* KURZE AUFGABE A
Prüfe, ob die Aussagen (i), (ii) und (iii) mit dem Text über die Protestbewegung in Italien übereinstimmen. Antworte jeweils mit Ja oder Nein und zitiere die entscheidenden Worte des Textes wörtlich.

(i) Indymedia Italien ist heute die wichtigste Anlaufstelle für Nachrichten über die Proteste.
(ii) Die meisten Videos werden von den Schülerinnen und Studenten selbst gedreht.
(iii) Auf einer Schülerversammlung in Modena wurde Cossigas Interview als Sketch vorgetragen.

* TEXTAUSZUG
>>>>

Das zuverlässigste, vielleicht sogar einzige Mittel um einen Eindruck von der Verbreitung der Revolte an italienischen Schulen und Hochschulen zu bekommen ist zur Zeit Youtube. Indymedia Italien und seine regionalen Knoten sind dagegen leider sehr unergiebig. In den Jahren 2001-2003 war Indy Italy noch die Anlaufstelle Nummer eins für alternative Nachrichten aus Protestbewegungen gewesen, heute ist das nicht mehr so. Dagegen quillt Youtube geradezu über von Filmchen, die quasi im Minutentakt einlaufen, um von Versammlungen, Schulbesetzungen, Demonstrationen im ganzen Land zu berichten. Meist sind die Videos von den Schülerinnen und Studenten selbst gemacht, in der Qualität von sehr bescheiden bis semiprofessionell, ab und zu auch Berichte von meist regionalen Fernsehsendern.

Aber hier machen wir ja keine Filmkritik. Es geht um das Phänomen einer sich mit unerhörter Dynamik ausbreitenden Protestbewegung, zu der heutige technische Mittel, angefangen vom videofähigen Handy über SMS und Internet sicher stark beitragen. Diese Möglichkeiten gab es weder 1968 noch 1977, und auch bei der "Pantera"-Bewegung Anfang der 90er steckten diese Techniken noch in den Kinderschuhen bzw. waren noch nicht einmal angedacht. Vielleicht werden spätere Generationen mal Dissertationen über dieses Thema schreiben...

Politisches Theater zum Dritten:
24. Oktober: Berlusconi spricht von "Verbrechern"

Die Protestwelle rollt weiter. Berlusconi hat die Wut mit seinen Aussagen nur angestachelt. Heute hat er wieder einmal einen draufgesetzt: Es wären Verbrecher unter den Demonstranten, nein, es seien nicht viele, aber sie seien da und sie würden von der Presse hofiert. Berlusconis Geschwätz schreckt niemanden wirklich. Wahrscheinlich wird er das morgen wieder "nie gesagt" haben.

Cossigas Interview gibt inzwischen neben viel Empörung und besorgten Erinnerungen an die G8 von Genua auch Anlass zu Spott. Auf dieser Schülerversammlung in Modena wird das Interview als Sketch vorgetragen (ab Minute 3:48). Die SchülerInnen haben sich köstlich amüsiert. Vielleicht ist das naiv. Aber wie heißt es noch so schön: Unser Lachen wird euch begraben!

<<<<

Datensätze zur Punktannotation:
>>>>

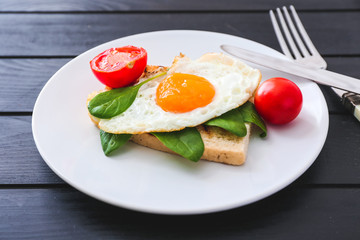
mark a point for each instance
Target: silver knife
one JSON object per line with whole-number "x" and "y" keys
{"x": 320, "y": 76}
{"x": 351, "y": 101}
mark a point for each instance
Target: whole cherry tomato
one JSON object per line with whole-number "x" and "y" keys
{"x": 278, "y": 100}
{"x": 119, "y": 67}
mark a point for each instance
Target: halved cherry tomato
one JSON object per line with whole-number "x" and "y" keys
{"x": 278, "y": 100}
{"x": 119, "y": 67}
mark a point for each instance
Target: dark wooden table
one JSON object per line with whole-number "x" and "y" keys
{"x": 37, "y": 37}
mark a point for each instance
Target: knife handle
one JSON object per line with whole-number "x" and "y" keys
{"x": 351, "y": 101}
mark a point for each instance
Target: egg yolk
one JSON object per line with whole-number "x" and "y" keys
{"x": 180, "y": 93}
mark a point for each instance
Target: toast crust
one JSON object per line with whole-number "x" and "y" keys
{"x": 220, "y": 145}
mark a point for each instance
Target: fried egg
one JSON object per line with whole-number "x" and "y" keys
{"x": 191, "y": 93}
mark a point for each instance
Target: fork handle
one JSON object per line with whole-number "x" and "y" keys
{"x": 351, "y": 101}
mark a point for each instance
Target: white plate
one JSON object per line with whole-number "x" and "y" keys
{"x": 146, "y": 180}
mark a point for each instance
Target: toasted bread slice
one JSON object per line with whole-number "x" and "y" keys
{"x": 220, "y": 145}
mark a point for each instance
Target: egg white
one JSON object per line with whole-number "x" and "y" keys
{"x": 234, "y": 83}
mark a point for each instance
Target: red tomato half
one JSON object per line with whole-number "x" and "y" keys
{"x": 119, "y": 67}
{"x": 278, "y": 100}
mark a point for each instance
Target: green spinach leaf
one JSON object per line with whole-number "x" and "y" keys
{"x": 231, "y": 121}
{"x": 187, "y": 142}
{"x": 111, "y": 103}
{"x": 111, "y": 142}
{"x": 250, "y": 115}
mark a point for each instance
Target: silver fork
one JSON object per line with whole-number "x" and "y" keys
{"x": 303, "y": 51}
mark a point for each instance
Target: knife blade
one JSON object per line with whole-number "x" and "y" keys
{"x": 320, "y": 76}
{"x": 351, "y": 101}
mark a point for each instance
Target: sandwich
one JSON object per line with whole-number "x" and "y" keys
{"x": 199, "y": 109}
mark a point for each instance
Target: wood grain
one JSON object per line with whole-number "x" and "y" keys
{"x": 20, "y": 160}
{"x": 69, "y": 214}
{"x": 72, "y": 34}
{"x": 22, "y": 164}
{"x": 170, "y": 5}
{"x": 28, "y": 76}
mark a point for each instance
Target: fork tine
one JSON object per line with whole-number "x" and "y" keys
{"x": 279, "y": 35}
{"x": 303, "y": 32}
{"x": 289, "y": 38}
{"x": 298, "y": 40}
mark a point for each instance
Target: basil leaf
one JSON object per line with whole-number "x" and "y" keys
{"x": 231, "y": 121}
{"x": 111, "y": 103}
{"x": 249, "y": 114}
{"x": 187, "y": 142}
{"x": 111, "y": 142}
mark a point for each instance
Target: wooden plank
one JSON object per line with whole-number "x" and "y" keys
{"x": 22, "y": 80}
{"x": 20, "y": 160}
{"x": 168, "y": 5}
{"x": 72, "y": 34}
{"x": 68, "y": 214}
{"x": 338, "y": 163}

<<<<

* KURZE AUFGABE B
Suche aus der Auflistung jede Zeile heraus, die das Wort „wooden“ enthält, und gib diese Zeilen wieder.

* ERGEBNIS A
(i) Nein: „heute ist das nicht mehr so“
(ii) Ja: „Meist sind die Videos von den Schülerinnen und Studenten selbst gemacht“
(iii) Ja: „Auf dieser Schülerversammlung in Modena wird das Interview als Sketch vorgetragen“

* ERGEBNIS B
Target: dark wooden table
Target: wooden plank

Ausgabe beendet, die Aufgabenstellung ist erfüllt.